### Task brief
Return the listing below verbatim. Pictures do not belong in the copy.

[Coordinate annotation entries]
*-*-*

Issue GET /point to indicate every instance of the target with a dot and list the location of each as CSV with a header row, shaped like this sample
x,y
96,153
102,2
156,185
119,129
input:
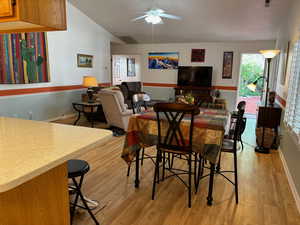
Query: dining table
x,y
208,133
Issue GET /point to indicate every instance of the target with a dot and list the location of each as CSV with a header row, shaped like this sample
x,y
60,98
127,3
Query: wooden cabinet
x,y
32,15
200,94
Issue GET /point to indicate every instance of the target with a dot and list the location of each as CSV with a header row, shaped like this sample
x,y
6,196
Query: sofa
x,y
116,111
129,89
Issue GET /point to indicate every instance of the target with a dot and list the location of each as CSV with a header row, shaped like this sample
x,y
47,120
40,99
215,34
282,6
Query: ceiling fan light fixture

*-*-*

### Solution for this problem
Issue GET /point to indicate every instance of the target with a dot and list the location of each as CSV with a header row, shaped like this sample
x,y
96,153
102,2
156,185
119,129
input:
Query: dining table
x,y
208,133
Issue GET /point to indicate every instance of the target with a dot and list the location of each as CSV with a header row, shaped like this sample
x,y
60,98
127,3
Query: wooden cabinet
x,y
32,15
200,94
Issue GET /point to indicate every instance of the target with a dot and list the location of each as CSV with a header row, shaped like this sample
x,y
6,196
Query: sofa
x,y
116,111
129,89
Issue GET /point to indicate every instance of the target with a dot and list the location of each as CSV with a header row, shaped like this sample
x,y
47,120
40,99
215,34
282,6
Query: ceiling fan light fixture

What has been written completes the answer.